◆ **Task goal**
Within the listing that follows, state how many lines include the word "exact"; write only that number.

◆ **Supplied data**

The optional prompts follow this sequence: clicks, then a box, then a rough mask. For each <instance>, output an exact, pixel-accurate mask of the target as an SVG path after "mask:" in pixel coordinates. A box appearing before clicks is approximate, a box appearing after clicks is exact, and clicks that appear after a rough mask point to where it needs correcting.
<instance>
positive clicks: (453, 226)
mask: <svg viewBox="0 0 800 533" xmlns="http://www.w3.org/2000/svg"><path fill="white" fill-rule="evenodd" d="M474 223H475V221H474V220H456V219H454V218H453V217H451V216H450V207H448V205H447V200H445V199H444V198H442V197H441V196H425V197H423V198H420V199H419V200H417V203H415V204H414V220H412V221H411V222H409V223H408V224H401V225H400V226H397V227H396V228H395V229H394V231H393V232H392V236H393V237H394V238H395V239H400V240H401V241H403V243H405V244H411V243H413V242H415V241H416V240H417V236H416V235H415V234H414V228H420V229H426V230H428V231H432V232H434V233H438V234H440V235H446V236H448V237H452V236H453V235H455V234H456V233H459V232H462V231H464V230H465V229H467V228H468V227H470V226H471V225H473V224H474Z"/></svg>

...

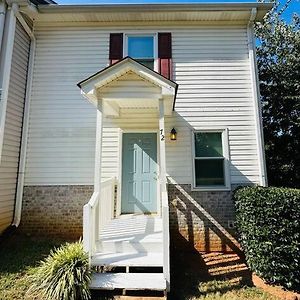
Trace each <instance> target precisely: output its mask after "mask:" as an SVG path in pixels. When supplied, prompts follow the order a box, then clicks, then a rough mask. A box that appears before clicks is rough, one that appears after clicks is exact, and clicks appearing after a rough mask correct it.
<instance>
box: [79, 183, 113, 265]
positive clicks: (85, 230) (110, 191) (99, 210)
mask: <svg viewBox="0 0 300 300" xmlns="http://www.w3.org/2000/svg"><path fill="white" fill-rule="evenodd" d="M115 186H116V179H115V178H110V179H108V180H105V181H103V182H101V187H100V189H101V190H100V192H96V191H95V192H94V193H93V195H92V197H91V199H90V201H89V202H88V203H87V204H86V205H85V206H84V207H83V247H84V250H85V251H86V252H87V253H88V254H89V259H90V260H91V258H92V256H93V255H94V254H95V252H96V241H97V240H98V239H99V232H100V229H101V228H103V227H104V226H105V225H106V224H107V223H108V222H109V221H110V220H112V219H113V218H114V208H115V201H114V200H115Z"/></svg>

* * *

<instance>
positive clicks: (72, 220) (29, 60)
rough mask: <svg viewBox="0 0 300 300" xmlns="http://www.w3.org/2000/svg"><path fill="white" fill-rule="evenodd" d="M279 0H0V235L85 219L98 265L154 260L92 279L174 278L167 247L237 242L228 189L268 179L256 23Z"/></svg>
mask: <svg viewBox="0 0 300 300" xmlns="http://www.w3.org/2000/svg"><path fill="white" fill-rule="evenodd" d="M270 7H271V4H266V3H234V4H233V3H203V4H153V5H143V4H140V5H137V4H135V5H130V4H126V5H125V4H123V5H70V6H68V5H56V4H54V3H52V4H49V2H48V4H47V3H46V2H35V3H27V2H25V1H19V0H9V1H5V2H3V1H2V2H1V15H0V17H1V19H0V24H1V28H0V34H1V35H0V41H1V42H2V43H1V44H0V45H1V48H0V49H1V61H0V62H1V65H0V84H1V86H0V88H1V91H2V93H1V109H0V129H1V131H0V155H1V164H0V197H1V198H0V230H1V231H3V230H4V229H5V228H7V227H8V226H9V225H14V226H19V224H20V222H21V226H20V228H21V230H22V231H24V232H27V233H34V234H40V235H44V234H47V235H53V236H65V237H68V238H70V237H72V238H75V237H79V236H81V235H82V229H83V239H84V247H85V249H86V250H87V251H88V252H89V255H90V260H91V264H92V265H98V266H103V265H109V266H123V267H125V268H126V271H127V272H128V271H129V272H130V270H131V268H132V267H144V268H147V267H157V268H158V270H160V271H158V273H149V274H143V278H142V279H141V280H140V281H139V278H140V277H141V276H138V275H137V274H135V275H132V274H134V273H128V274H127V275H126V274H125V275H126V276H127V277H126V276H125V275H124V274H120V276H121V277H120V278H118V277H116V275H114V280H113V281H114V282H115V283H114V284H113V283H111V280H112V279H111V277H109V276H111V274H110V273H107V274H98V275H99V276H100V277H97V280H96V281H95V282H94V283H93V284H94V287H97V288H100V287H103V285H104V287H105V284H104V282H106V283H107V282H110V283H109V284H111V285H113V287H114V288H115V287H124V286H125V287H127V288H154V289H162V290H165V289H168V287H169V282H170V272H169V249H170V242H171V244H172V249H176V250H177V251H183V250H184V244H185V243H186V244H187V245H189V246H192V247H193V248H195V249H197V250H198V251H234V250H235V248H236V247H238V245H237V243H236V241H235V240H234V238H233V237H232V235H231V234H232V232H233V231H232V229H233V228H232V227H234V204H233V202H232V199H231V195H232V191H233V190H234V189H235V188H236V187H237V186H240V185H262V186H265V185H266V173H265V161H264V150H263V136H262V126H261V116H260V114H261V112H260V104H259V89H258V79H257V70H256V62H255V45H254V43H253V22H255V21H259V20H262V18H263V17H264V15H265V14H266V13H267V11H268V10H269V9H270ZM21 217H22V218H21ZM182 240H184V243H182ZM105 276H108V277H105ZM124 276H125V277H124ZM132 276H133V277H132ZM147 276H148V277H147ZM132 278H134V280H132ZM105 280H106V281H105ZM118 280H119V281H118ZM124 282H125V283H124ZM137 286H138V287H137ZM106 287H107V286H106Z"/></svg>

◆ **Answer space**
2